Referring expression pointing data:
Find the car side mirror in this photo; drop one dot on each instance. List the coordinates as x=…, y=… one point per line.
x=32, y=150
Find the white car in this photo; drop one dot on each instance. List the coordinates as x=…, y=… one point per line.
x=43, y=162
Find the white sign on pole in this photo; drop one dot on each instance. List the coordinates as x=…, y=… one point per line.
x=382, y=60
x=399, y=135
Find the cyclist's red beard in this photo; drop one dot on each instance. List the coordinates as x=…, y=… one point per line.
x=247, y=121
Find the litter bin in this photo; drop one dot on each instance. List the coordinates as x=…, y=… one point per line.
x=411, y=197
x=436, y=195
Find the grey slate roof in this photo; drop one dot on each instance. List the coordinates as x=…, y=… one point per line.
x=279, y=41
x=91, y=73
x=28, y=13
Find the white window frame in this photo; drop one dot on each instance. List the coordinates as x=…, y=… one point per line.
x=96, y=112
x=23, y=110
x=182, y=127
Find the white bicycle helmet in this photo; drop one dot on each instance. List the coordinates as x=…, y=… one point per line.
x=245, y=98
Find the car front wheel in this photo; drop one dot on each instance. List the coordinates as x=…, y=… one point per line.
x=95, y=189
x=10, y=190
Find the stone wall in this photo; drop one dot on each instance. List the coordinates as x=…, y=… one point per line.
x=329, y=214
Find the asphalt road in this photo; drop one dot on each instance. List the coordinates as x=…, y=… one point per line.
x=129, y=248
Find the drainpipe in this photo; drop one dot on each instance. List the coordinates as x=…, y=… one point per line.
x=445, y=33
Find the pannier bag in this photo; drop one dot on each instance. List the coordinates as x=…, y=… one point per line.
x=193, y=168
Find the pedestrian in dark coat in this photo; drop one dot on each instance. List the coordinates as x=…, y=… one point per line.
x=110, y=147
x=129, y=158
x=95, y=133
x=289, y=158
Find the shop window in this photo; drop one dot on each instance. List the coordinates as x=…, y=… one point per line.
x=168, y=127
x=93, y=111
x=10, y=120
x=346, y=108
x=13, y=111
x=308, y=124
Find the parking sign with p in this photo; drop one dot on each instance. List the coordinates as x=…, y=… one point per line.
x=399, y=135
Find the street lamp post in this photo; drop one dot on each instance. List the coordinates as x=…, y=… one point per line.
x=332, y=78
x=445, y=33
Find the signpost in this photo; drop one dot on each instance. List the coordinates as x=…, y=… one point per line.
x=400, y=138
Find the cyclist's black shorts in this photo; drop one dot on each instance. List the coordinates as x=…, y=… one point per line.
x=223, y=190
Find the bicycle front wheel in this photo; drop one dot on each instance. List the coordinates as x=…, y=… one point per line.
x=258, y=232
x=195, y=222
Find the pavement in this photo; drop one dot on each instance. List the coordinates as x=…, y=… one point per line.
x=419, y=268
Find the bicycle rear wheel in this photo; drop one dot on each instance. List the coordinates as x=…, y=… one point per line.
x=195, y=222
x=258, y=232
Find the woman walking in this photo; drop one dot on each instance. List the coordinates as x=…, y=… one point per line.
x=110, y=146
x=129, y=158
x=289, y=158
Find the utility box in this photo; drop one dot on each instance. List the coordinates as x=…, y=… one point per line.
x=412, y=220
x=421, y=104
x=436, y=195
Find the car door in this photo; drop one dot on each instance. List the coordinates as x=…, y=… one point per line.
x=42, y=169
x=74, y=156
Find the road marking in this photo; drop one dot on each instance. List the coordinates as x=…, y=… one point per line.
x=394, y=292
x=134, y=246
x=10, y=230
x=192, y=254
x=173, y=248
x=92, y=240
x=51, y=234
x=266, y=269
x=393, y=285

_ACTIVITY:_ Write the data from above out again, exactly.

_WRITTEN SOLUTION:_
Find the car side mirror in this photo; drop one dot on each instance. List the coordinates as x=…, y=… one point per line.
x=32, y=150
Find the white car in this photo; drop one dot on each instance. List the coordinates as x=…, y=… one point per line.
x=43, y=162
Find the white sign on pole in this photo; drop one dot on each instance. List the coordinates as x=…, y=… one point per line.
x=382, y=60
x=399, y=135
Find the cyclist's red beard in this photo; drop one dot on each instance. List the coordinates as x=…, y=… one point per line.
x=247, y=121
Find the litter bin in this photo; drop one dot on each instance. List the coordinates as x=…, y=… one point per line.
x=411, y=197
x=436, y=195
Find the grey slate roof in this photo; drop one dot on each instance. List the coordinates as x=…, y=… one point per line.
x=279, y=41
x=91, y=73
x=28, y=13
Find the white window frame in this photo; drop one dot on each instance. List the coordinates as x=…, y=… one point per line.
x=96, y=112
x=23, y=110
x=182, y=127
Find the white bicycle helmet in this photo; drop one dot on each instance. List the coordinates as x=…, y=… one point per line.
x=245, y=98
Find the car front wheel in this photo; drop one dot on each instance. List the coordinates as x=…, y=… one point per line.
x=95, y=189
x=10, y=190
Find the stone wall in this photo; drop one dot on each instance. List the coordinates as x=…, y=… one point per line.
x=329, y=214
Find the asphalt road in this photo; drop one dot on each instance. List the coordinates as x=…, y=… one point per line.
x=129, y=248
Find the drainpipe in this photo; drop one dot on each instance. List the coordinates as x=…, y=… one point per line.
x=445, y=33
Find the pannier bag in this photo; drop one dot on each instance. List the coordinates as x=…, y=… one point per line.
x=193, y=168
Find the pedestrian in dark coat in this photo; drop one dot on each instance. List the coordinates as x=…, y=… one point per line.
x=110, y=147
x=129, y=158
x=95, y=133
x=289, y=158
Find the shop window in this photo; drop one dot on each instance. List the coordinates as x=…, y=… one point per line.
x=168, y=127
x=93, y=111
x=10, y=120
x=346, y=108
x=13, y=111
x=308, y=124
Find the parking sign with p in this photo; drop one dot on each instance. List the coordinates as x=…, y=… one point per line.
x=399, y=135
Find the street lamp post in this photo; drop one dot on each instance. List the coordinates as x=…, y=… one point per line.
x=332, y=78
x=445, y=33
Find the signpost in this photo; drop one dot on each instance. List the coordinates as x=…, y=… one point per line.
x=400, y=138
Find the cyclist's black shorts in this photo; drop one dot on each instance. List the coordinates as x=…, y=… one point per line.
x=223, y=190
Find the bicycle front wheel in this photo; drop one dot on each instance. List the coordinates as x=…, y=… one point per line.
x=258, y=232
x=195, y=222
Find the pavement in this photo; drop one dot on each instance. List the coordinates as x=…, y=… one point per line.
x=419, y=268
Find the bicycle rear wheel in this photo; drop one dot on each instance. List the coordinates as x=…, y=… one point per line.
x=195, y=222
x=258, y=232
Find the woman walking in this photo; drop one dot on each instance. List the coordinates as x=…, y=… one point per line.
x=110, y=146
x=129, y=158
x=289, y=158
Find the utility box in this photo; drop one dot on each instance. List the coordinates as x=…, y=… one point per line.
x=412, y=220
x=421, y=104
x=436, y=195
Find the car door in this photo; drop one dot on each instance. List the coordinates as x=…, y=… one point per line.
x=42, y=169
x=74, y=156
Find the road marking in this photo; drop one dot on each instance. List the coordinates as x=…, y=… one point per line.
x=394, y=292
x=134, y=246
x=10, y=230
x=192, y=254
x=173, y=248
x=92, y=240
x=51, y=234
x=266, y=269
x=393, y=285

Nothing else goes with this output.